◆ **EXERCISE AIM**
Repeat every item below word for word, and leave the pictures out of your answer.

========

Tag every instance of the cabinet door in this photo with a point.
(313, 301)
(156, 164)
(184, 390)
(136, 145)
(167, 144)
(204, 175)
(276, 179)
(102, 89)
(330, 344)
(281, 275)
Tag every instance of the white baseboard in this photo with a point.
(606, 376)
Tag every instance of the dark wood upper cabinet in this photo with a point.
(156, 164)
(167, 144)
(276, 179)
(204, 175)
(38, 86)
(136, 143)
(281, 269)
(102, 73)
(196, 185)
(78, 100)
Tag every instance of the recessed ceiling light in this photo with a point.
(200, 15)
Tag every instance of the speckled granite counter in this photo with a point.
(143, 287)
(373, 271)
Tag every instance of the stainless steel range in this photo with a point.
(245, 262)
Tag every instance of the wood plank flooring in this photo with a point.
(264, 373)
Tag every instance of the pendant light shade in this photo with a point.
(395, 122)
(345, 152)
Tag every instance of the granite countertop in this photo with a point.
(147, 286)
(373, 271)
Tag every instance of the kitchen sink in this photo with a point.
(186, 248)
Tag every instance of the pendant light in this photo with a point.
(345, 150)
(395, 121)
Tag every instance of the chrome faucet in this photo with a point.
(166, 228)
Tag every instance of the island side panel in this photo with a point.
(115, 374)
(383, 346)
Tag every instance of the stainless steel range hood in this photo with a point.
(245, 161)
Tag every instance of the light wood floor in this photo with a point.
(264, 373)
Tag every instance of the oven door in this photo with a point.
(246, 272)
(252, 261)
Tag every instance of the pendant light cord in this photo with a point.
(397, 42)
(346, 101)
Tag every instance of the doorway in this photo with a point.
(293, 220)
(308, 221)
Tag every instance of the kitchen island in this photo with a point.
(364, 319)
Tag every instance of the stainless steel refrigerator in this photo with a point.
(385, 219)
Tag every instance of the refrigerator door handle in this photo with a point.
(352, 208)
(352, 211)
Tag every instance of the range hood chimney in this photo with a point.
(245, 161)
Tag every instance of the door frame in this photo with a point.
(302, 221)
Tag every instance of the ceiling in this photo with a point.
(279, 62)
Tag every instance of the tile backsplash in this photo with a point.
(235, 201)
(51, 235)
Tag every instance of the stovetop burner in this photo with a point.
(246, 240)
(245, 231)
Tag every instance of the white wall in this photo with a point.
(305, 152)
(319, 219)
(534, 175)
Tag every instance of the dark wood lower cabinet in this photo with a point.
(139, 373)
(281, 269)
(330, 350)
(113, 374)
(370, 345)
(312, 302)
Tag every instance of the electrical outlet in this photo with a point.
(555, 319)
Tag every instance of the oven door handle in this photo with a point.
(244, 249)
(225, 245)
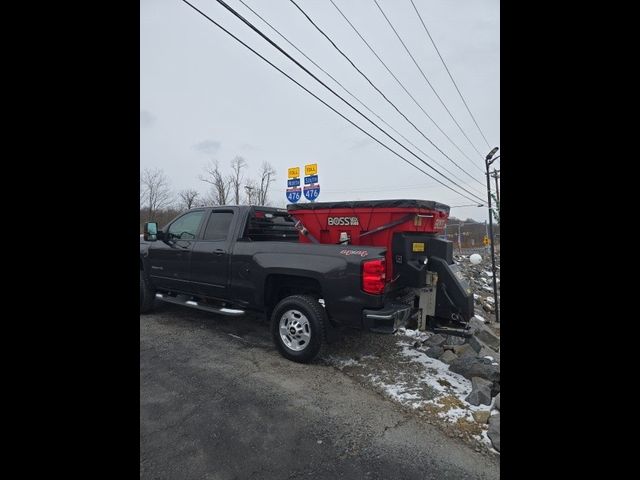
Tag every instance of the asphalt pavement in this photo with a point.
(217, 401)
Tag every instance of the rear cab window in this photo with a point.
(270, 225)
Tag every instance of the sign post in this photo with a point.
(311, 184)
(293, 185)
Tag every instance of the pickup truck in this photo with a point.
(233, 259)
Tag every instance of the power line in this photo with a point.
(315, 96)
(302, 67)
(354, 96)
(449, 73)
(426, 79)
(382, 188)
(384, 96)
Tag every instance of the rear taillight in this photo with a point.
(373, 276)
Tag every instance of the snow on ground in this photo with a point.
(406, 375)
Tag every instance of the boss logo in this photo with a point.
(345, 221)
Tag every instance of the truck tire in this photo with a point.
(147, 294)
(298, 327)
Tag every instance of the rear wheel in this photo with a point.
(147, 294)
(298, 328)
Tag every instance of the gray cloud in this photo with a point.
(208, 147)
(147, 119)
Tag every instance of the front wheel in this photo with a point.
(298, 328)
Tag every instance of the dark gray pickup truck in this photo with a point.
(231, 259)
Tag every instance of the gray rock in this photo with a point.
(489, 352)
(481, 416)
(470, 366)
(495, 389)
(436, 340)
(484, 334)
(455, 340)
(475, 325)
(469, 352)
(480, 393)
(434, 352)
(488, 337)
(460, 349)
(494, 431)
(448, 356)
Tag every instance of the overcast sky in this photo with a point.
(204, 96)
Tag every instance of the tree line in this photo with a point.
(159, 203)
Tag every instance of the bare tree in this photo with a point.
(155, 193)
(267, 177)
(251, 189)
(221, 186)
(237, 164)
(188, 198)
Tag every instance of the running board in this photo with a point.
(456, 332)
(207, 308)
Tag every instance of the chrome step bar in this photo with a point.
(233, 312)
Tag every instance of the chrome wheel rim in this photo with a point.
(295, 330)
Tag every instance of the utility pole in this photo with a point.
(488, 161)
(495, 177)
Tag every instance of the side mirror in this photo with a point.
(150, 231)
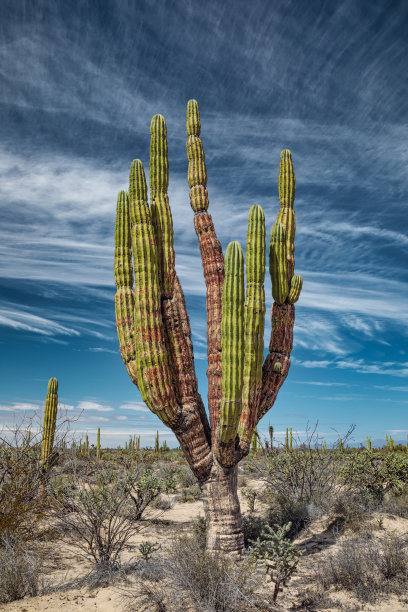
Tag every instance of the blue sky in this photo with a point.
(79, 83)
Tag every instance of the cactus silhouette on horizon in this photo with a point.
(154, 329)
(50, 422)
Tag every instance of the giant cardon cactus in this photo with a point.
(154, 330)
(50, 421)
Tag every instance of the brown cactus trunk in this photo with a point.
(223, 511)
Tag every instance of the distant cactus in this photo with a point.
(154, 330)
(50, 421)
(271, 435)
(98, 444)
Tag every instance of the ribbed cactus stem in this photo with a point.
(232, 333)
(278, 265)
(154, 372)
(295, 288)
(159, 204)
(50, 421)
(211, 257)
(271, 435)
(98, 444)
(286, 215)
(254, 321)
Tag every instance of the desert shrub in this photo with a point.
(199, 528)
(21, 507)
(19, 571)
(211, 583)
(278, 555)
(98, 515)
(147, 549)
(365, 566)
(375, 473)
(162, 503)
(252, 527)
(250, 496)
(190, 494)
(143, 489)
(185, 477)
(397, 503)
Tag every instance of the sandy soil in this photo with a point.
(64, 564)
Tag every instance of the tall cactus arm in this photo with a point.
(50, 420)
(285, 292)
(159, 204)
(192, 430)
(154, 372)
(254, 317)
(124, 298)
(232, 327)
(212, 259)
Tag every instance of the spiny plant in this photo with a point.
(50, 421)
(154, 329)
(98, 444)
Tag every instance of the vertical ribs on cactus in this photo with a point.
(50, 421)
(154, 329)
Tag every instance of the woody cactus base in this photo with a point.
(154, 329)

========

◆ **RESULT FOR THIS TASK**
Tag every instance of the cabinet door in this photo with a point.
(313, 301)
(156, 164)
(184, 390)
(136, 145)
(167, 144)
(204, 175)
(276, 179)
(102, 89)
(330, 344)
(281, 275)
Tag every instance of the white baseboard in this photo with a point.
(606, 376)
Tag every instance of the dark wood upper cabinet in this photo with a point.
(156, 164)
(167, 144)
(276, 179)
(204, 175)
(38, 86)
(136, 143)
(281, 269)
(102, 73)
(196, 185)
(78, 100)
Tag every instance of the recessed ceiling light in this photo with a point.
(200, 15)
Tag every instance of the speckled granite counter in this photo with a point.
(143, 287)
(373, 271)
Tag every instance of the stainless steel range in this photo with a point.
(245, 262)
Tag every instance of the wood plank flooring in this photo with a point.
(264, 373)
Tag every instance of the pendant light shade in this photo with a point.
(395, 122)
(345, 152)
Tag every instance of the granite countertop in this photo with a point.
(147, 286)
(373, 271)
Tag every instance of the kitchen sink in this photo with a point.
(186, 248)
Tag every instance of the pendant light in this photo with a point.
(345, 150)
(395, 121)
Tag every instance of the chrome faucet in this photo with a point.
(166, 228)
Tag every instance of the island side panel in this photo with a point.
(115, 374)
(383, 346)
Tag every instance of the stainless steel range hood in this photo with a point.
(245, 161)
Tag every instance of the light wood floor in this photo with a point.
(264, 373)
Tag every instance of the oven door in this photo with a point.
(246, 272)
(252, 261)
Tag every instance of the pendant light cord in this photo with a point.
(397, 42)
(346, 101)
Tag every instance of the doorway in this photo with a point.
(293, 220)
(308, 221)
Tag every instance of the kitchen island in this photo with a point.
(364, 319)
Tag every instance of the stainless steel refrigerator in this photo with a point.
(385, 219)
Tag every instance of the refrigerator door handle in this photo with a point.
(352, 208)
(352, 211)
Tag every instance of the range hood chimney in this photo with a point.
(245, 161)
Tag every instance of the door frame in this photo with a point.
(302, 221)
Tag every instance of the ceiling in this photo with a point.
(279, 62)
Tag every instance of the tile backsplash in this photo with a point.
(235, 201)
(51, 235)
Tag every instance of the stovetop burner in this photo with a point.
(246, 240)
(245, 231)
Tag every instance of the white wall in this photo with a point.
(305, 152)
(319, 219)
(534, 175)
Tag every instance of the dark wood lower cabinet in this photo with a point.
(139, 373)
(281, 269)
(330, 350)
(113, 374)
(370, 345)
(312, 302)
Tag every instance of the electrical outlet in this photo with a point.
(555, 319)
Tag every instance of the oven door handle in this photo with a point.
(244, 249)
(225, 245)
Tag every instance of the asphalt pavement in this photo with a point.
(217, 401)
Tag every instance of the rear cab window in this photo with a point.
(270, 225)
Tag every instance of the sign post in this photo with a point.
(311, 184)
(293, 185)
Tag every instance of the pickup truck in this photo with a point.
(233, 259)
Tag every instance of the power line in this photo with a point.
(315, 96)
(302, 67)
(354, 96)
(449, 73)
(426, 79)
(382, 188)
(384, 96)
Tag every instance of the rear taillight in this photo with a point.
(373, 276)
Tag every instance of the snow on ground in this photo with a point.
(406, 375)
Tag every instance of the boss logo in this photo with a point.
(345, 221)
Tag every instance of the truck tire in this photo with a point.
(147, 294)
(298, 327)
Tag every instance of the rear wheel in this photo with a point.
(147, 294)
(298, 328)
Tag every instance of the gray cloud in this photo with a point.
(208, 147)
(147, 119)
Tag every instance of the front wheel in this photo with a point.
(298, 328)
Tag every instance of the dark gray pickup truck in this photo with a point.
(231, 259)
Tag every instance of the gray rock in this photo with a point.
(489, 352)
(481, 416)
(470, 366)
(495, 389)
(436, 340)
(484, 334)
(455, 340)
(475, 325)
(469, 352)
(480, 393)
(434, 352)
(488, 337)
(460, 349)
(494, 431)
(448, 356)
Tag every instance of the overcast sky in this photo with a point.
(204, 96)
Tag every instance of the tree line in this photo with a point.
(159, 203)
Tag every instance of the bare tree in this photo with a point.
(155, 193)
(267, 177)
(251, 189)
(221, 186)
(237, 164)
(188, 198)
Tag every instance of the running board in this photo with a point.
(456, 332)
(207, 308)
Tag every instance of the chrome step bar in this photo with a point.
(233, 312)
Tag every instance of the chrome wheel rim in this photo with a point.
(295, 330)
Tag every instance of the utility pole in this photo with a point.
(488, 161)
(495, 177)
Tag every instance of the side mirror in this photo with a point.
(150, 231)
Tag every instance of the blue sky in this photo with a point.
(79, 83)
Tag every instance of the cactus silhouette on horizon in this photo with a point.
(154, 329)
(50, 422)
Tag every instance of the giant cardon cactus in this photo with a point.
(154, 330)
(50, 421)
Tag every instance of the brown cactus trunk in this photo with a point.
(223, 511)
Tag every instance of the distant cactus in this photo with a point.
(154, 330)
(50, 421)
(271, 435)
(98, 444)
Tag every instance of the ribbed cactus stem in this photo with a point.
(232, 333)
(278, 265)
(154, 372)
(295, 288)
(159, 204)
(50, 421)
(211, 257)
(271, 435)
(98, 444)
(286, 215)
(254, 321)
Tag every instance of the desert shrub in this photo with a point.
(199, 528)
(21, 507)
(19, 571)
(211, 583)
(278, 555)
(98, 515)
(147, 549)
(365, 566)
(375, 473)
(162, 503)
(252, 527)
(250, 496)
(190, 494)
(143, 489)
(185, 477)
(397, 503)
Tag every instance of the sandy soil in this photo with a point.
(64, 564)
Tag every instance of the tall cactus arm in this photo with a point.
(50, 420)
(285, 292)
(159, 204)
(192, 430)
(154, 372)
(254, 317)
(124, 298)
(232, 327)
(212, 259)
Tag every instance of the spiny plant in this photo with a point.
(50, 421)
(154, 329)
(98, 444)
Tag every instance of the vertical ribs on cactus in this photo with a point.
(50, 421)
(154, 329)
Tag every instance of the woody cactus base in this photo with a point.
(154, 329)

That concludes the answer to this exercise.